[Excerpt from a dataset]
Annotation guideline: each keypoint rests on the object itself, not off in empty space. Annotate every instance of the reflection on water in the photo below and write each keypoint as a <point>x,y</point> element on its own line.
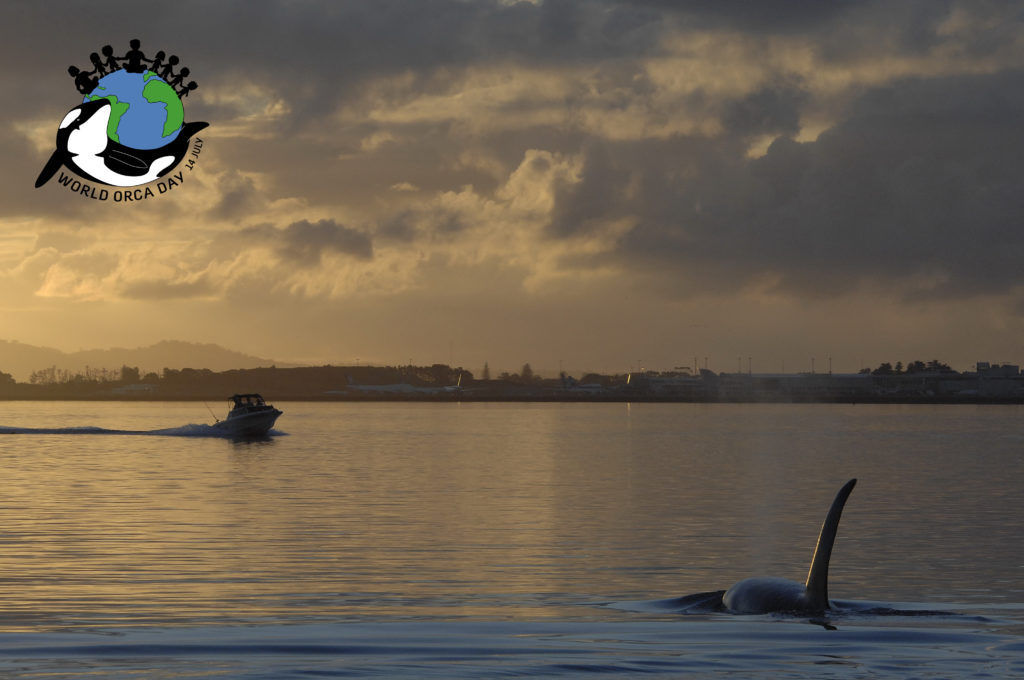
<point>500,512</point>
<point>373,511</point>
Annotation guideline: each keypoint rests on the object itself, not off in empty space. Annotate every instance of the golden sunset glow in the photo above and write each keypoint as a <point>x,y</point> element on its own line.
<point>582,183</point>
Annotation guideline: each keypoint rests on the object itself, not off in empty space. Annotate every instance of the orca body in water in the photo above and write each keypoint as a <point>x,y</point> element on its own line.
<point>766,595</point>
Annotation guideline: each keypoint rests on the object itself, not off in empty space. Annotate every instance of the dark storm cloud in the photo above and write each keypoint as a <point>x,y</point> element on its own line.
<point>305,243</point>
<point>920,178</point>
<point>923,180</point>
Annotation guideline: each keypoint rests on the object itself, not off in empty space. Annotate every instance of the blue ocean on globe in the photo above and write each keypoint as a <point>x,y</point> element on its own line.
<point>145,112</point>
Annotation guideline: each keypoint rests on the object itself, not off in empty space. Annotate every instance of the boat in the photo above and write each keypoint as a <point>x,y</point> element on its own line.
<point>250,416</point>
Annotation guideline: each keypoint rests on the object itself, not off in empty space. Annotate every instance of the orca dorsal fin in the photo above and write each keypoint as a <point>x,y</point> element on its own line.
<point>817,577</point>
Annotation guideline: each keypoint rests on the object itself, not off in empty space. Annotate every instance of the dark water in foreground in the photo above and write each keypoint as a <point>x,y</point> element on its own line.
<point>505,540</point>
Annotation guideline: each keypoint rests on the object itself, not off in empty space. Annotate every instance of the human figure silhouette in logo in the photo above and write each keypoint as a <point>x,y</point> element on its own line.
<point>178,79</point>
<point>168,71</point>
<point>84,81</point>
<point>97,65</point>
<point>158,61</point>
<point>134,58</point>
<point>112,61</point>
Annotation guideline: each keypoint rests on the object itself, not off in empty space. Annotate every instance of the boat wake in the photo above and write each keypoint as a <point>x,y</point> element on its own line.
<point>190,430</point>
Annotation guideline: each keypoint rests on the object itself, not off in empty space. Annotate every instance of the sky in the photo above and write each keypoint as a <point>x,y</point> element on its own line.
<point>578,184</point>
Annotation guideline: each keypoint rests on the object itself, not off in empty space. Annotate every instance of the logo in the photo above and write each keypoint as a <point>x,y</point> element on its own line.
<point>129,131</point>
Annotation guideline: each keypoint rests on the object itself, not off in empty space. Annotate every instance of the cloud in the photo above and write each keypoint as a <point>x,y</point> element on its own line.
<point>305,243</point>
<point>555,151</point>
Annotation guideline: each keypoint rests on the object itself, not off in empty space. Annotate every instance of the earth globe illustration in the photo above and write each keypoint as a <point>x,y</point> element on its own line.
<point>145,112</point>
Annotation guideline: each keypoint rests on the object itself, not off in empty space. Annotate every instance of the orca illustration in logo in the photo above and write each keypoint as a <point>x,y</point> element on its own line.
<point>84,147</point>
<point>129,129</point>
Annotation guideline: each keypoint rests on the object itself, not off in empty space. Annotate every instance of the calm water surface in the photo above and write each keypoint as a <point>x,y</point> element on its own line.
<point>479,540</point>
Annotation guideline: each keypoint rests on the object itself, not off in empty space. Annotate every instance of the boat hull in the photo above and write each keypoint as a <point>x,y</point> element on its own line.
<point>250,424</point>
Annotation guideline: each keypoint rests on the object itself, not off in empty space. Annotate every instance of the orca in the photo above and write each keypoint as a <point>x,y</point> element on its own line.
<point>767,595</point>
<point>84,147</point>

* **Work to be completed**:
Copy all of the data above word for word, but omit the pictures.

* **Expected answer**:
Annotation guideline: each keypoint rests on the object itself, not off in empty space. Annotate every instance of the reflection on water in the photo below and write each keypoint as a <point>x,y</point> element on its own line.
<point>500,512</point>
<point>373,511</point>
Annotation guideline: each keypoint rests on the object itself, not off in empty space. Annotate every instance of the golden sunset glow in the photo above and write each keypoint as a <point>x,y</point> element on its own line.
<point>582,183</point>
Annotation guideline: each keypoint rests on the object itself, not off in empty space. Annotate every instance of the orca body in water in the photo above and write each keypoint as a <point>x,y</point> element on its own line.
<point>766,595</point>
Annotation guideline: each keypoint rests on the object itself, not off in empty space. Annotate every instance of the dark storm cloud in the photo above and write each keypoint as a <point>x,y</point> element on its own line.
<point>305,243</point>
<point>920,178</point>
<point>923,180</point>
Annotation guideline: each keypoint rests on the object itself, not off in empty space. Annotate every instance of the blue ocean on globe in the photo above and write each keypoint as a <point>x,y</point> element on its own line.
<point>145,112</point>
Annotation guideline: each keypoint rests on the object itself, not off in empty space. Annotate every instance of the boat in the photo above and write each keypoint as a <point>x,y</point> element on its own line.
<point>250,416</point>
Annotation guideline: each keypoint rests on the object itself, not off in empty space. Annotate every instance of the orca dorsal fin in the photo above and write each keypoint as a <point>x,y</point> element on its own line.
<point>817,577</point>
Annotation guideline: each keypoint rests on the object itself, not off in empty space. Annotate every instance of the dark water in foreground in the photo above and write each keypoint as a <point>x,y</point> element on its own line.
<point>505,540</point>
Annotation guideline: each keypoint rests on the object itself, not off in empty space. Annotate every instance of the human figure silhouette in logo in the photo above and write each keypoint as a <point>x,y</point> element on its own line.
<point>178,79</point>
<point>168,71</point>
<point>84,81</point>
<point>97,65</point>
<point>158,61</point>
<point>134,58</point>
<point>112,61</point>
Annotation guideline: each keypoint rests on the object itself, not off in empty space. Annotate every instance of the boat wake in the photo above and write each keypoint as a <point>x,y</point> element on its own line.
<point>190,430</point>
Annotation guideline: each keypoint rests on the object itself, not off in empty space. Annotate every instance of the sky in the photo above and write each keypoint as a <point>x,y</point> element on its own line.
<point>578,184</point>
Annotation guideline: each keypoint rests on the object itself, not off in empty space. Annotate every instance of the logo in the photo above and write each keypoint as a <point>x,y</point> element on its own line.
<point>129,131</point>
Annotation guideline: each keypoint rests on the object itself, not off in empty space. Annotate every instance of the cloud in the photo above and write each keypoint as a <point>x,y</point> element on its own line.
<point>305,243</point>
<point>555,151</point>
Annotation guideline: each keypoint rests on the object itself, not off in empty space. Annotate every instance of the earth globe illustration in the photo above and write each keypoint as a <point>x,y</point> element on its own line.
<point>145,112</point>
Annotation guideline: each keypoint rests on the object itself, not off in empty space. Annotate every instance of the orca illustration in logo in the photo above and write each keypoint as a <point>x,y</point> element on its own line.
<point>84,147</point>
<point>129,129</point>
Annotation guideline: each keypoint rests on the object itself, not off in empty space. Annotate every instance of the calm water surface in the photo above and write each keypoint as a <point>x,y</point> element on its own line.
<point>479,540</point>
Annotation guideline: each keypoint rests on the object itself, not off in empty space. Annotate every instance of the boat hull in the photo above and write each keypoint as a <point>x,y</point> element on its own line.
<point>250,424</point>
Annotation guideline: each keypoint rests on the object itself, not off in empty space. Annotate every instance of the orca in the photo above and write each keypoint as a <point>x,y</point> element on its own line.
<point>767,595</point>
<point>84,147</point>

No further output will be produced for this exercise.